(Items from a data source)
>> Begin
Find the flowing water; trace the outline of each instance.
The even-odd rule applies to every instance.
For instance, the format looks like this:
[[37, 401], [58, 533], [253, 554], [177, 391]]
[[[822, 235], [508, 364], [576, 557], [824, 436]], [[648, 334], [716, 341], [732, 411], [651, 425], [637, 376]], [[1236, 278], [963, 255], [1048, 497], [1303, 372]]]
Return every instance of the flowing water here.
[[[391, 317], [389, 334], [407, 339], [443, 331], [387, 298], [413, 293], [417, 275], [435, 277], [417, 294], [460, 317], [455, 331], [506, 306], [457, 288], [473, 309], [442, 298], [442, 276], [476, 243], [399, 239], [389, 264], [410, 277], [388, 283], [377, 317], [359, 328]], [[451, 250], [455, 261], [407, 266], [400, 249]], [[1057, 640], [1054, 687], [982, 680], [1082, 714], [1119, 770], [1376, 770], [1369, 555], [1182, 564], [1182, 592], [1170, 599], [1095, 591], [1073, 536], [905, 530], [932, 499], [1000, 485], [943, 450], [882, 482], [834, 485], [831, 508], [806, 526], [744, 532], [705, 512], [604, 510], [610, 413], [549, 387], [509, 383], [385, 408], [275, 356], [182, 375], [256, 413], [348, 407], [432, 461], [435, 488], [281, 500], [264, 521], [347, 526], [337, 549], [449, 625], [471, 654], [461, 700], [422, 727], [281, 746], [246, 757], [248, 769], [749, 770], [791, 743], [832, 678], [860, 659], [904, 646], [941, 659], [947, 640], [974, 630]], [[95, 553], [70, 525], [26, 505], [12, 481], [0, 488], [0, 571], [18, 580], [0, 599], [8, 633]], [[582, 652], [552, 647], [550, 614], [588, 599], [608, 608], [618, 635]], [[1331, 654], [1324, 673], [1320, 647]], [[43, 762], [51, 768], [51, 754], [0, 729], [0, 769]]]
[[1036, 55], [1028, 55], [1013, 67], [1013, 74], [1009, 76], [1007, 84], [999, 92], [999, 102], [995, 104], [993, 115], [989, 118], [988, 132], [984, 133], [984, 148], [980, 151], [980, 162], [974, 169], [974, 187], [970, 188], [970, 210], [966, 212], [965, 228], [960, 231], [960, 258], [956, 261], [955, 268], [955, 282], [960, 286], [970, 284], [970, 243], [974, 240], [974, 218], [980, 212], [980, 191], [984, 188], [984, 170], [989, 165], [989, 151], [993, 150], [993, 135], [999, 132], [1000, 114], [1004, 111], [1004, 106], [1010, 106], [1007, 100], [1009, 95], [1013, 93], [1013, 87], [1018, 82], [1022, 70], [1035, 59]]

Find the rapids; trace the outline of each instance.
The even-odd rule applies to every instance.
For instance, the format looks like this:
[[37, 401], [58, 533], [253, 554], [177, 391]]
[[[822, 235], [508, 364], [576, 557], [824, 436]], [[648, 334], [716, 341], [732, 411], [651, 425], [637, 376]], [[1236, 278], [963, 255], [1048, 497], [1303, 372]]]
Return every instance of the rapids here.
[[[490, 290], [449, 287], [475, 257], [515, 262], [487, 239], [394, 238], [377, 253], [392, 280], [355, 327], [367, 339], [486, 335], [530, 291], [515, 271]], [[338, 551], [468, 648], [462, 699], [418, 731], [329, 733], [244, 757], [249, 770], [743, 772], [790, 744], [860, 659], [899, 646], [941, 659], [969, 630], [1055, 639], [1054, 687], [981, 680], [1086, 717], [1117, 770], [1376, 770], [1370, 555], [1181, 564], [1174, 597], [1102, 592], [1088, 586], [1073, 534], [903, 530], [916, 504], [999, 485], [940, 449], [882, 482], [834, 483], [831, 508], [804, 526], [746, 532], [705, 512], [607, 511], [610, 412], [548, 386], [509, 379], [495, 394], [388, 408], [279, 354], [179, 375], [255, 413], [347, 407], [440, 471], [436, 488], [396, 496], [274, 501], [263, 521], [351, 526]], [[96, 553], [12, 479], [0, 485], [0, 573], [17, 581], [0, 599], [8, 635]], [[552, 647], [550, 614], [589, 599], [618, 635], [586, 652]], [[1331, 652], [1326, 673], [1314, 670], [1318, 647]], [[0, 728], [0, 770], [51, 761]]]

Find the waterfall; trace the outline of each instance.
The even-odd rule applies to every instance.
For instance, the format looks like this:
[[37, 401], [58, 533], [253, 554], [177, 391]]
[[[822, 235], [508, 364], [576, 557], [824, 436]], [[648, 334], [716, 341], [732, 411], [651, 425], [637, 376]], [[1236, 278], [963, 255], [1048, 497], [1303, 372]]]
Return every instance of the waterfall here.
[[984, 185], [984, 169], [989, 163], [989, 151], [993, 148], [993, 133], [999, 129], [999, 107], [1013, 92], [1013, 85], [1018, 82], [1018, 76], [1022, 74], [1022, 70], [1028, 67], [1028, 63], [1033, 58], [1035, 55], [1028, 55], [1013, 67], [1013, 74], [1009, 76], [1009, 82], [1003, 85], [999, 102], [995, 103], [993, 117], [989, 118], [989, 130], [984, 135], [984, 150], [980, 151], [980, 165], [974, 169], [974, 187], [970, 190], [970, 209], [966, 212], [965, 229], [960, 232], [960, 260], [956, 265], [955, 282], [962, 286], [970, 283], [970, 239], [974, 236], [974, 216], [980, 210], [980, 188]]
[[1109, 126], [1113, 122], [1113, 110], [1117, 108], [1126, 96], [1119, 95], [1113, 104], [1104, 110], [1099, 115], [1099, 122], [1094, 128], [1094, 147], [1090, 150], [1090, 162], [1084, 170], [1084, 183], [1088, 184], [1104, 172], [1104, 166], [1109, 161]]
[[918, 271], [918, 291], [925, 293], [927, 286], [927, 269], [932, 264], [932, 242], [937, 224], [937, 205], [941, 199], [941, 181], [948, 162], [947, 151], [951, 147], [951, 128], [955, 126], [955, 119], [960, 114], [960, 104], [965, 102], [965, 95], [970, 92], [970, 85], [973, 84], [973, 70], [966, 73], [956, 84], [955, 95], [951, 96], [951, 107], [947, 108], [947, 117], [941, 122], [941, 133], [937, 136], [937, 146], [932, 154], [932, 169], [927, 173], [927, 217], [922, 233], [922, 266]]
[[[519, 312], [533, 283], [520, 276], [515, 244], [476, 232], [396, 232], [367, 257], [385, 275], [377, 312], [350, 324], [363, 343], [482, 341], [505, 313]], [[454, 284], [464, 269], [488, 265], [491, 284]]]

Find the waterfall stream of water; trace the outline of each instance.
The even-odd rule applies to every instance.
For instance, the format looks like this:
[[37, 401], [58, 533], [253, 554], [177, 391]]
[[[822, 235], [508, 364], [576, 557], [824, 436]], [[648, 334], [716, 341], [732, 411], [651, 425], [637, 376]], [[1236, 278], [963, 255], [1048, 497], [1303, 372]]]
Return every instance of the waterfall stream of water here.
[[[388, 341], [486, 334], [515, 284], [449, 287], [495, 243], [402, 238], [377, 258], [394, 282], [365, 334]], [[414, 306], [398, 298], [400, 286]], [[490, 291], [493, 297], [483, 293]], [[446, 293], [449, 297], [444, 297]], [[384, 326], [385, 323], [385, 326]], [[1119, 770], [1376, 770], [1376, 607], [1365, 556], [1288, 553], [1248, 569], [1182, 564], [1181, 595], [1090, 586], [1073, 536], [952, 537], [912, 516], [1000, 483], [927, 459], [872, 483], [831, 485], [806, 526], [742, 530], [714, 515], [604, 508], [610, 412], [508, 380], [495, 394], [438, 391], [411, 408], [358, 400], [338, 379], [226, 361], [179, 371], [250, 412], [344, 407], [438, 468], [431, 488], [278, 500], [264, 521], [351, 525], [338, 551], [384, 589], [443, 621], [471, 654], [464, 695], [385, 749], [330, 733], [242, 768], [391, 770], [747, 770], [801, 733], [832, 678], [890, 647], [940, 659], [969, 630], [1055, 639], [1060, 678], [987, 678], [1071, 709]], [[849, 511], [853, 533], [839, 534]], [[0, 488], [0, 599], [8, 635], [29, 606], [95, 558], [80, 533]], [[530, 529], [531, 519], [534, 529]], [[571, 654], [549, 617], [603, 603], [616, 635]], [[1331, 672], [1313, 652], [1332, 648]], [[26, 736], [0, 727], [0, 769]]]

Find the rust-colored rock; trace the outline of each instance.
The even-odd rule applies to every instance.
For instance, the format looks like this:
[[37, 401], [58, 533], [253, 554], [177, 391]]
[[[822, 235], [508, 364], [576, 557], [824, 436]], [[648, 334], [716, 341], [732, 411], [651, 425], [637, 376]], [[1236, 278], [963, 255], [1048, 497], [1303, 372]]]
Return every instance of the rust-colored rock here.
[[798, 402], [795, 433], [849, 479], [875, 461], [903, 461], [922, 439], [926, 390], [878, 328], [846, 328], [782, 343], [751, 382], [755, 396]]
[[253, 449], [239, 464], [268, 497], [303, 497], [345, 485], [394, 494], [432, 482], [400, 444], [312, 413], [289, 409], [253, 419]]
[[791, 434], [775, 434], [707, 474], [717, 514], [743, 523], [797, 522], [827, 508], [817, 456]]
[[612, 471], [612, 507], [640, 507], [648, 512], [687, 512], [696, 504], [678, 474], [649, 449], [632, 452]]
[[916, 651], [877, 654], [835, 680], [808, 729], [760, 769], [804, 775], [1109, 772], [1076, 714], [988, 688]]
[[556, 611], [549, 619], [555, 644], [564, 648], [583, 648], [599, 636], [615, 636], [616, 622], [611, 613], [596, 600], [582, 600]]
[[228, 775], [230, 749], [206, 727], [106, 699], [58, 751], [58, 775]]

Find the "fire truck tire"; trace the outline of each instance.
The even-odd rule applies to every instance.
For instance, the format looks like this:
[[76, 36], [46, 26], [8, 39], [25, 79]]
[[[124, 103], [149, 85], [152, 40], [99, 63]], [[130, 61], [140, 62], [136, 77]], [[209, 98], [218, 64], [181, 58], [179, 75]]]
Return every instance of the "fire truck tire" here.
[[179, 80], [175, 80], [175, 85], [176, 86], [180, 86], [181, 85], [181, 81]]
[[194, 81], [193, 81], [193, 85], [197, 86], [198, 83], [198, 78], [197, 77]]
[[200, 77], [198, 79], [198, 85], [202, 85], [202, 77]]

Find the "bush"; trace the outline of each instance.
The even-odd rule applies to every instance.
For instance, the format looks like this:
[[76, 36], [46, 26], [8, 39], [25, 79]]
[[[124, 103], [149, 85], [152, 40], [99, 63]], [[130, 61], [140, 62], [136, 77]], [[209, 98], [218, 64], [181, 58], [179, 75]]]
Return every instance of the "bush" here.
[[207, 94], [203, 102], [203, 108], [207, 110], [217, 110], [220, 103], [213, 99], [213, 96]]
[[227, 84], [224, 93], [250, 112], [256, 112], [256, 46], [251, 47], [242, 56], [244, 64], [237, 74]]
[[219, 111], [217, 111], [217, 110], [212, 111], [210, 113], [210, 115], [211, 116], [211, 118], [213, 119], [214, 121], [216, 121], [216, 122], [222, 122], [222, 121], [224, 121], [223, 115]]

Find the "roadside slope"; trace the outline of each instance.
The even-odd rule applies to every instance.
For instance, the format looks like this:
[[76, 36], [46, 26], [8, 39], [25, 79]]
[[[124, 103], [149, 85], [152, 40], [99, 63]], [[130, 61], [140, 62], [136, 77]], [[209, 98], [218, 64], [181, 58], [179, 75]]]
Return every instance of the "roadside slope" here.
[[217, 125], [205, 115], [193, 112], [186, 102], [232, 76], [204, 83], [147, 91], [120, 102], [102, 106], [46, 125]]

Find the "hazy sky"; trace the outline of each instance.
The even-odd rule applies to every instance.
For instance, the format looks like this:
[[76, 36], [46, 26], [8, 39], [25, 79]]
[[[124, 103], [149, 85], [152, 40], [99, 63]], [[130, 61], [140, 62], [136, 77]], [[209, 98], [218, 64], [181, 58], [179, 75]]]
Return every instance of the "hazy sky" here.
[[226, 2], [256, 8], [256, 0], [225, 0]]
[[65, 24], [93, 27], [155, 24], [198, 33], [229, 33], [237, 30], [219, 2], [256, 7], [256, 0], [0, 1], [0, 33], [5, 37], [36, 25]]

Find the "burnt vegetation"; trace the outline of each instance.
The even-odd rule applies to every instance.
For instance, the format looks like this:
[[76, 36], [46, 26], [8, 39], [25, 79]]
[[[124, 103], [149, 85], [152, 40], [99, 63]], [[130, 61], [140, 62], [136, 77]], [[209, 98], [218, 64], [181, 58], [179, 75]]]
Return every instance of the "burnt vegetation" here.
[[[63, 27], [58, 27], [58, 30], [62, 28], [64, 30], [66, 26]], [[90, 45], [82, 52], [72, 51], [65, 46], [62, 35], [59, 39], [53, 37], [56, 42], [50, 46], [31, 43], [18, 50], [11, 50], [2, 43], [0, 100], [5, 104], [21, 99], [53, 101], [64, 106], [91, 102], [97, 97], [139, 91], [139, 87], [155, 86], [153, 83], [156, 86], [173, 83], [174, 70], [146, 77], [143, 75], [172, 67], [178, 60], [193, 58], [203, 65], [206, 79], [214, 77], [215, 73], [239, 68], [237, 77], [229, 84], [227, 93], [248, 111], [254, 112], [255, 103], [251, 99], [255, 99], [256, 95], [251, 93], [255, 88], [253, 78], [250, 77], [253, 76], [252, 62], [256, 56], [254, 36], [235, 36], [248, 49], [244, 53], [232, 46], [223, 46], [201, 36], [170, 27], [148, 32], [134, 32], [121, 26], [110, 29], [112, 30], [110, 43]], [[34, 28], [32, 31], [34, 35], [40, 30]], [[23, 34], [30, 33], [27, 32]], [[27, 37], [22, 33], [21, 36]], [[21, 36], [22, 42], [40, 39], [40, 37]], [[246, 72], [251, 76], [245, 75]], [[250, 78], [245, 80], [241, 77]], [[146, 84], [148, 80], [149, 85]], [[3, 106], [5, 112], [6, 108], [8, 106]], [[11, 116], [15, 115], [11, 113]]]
>> End
Exercise requirements
Take the rows from the start through the line containing "Return every instance of the flowing", swap "outline" for "boundary", and write those lines out again with nothing else changed.

Result for this task
Find the flowing water; trace the boundary of each instance.
The even-odd rule applies to every instance.
For instance, the format looks like this:
[[37, 401], [58, 533], [253, 554], [177, 391]]
[[[822, 235], [508, 364], [576, 557], [824, 436]], [[648, 334], [716, 341], [732, 411], [651, 425], [637, 376]], [[1236, 278], [963, 255], [1048, 497], [1303, 372]]]
Return every instance of the flowing water here.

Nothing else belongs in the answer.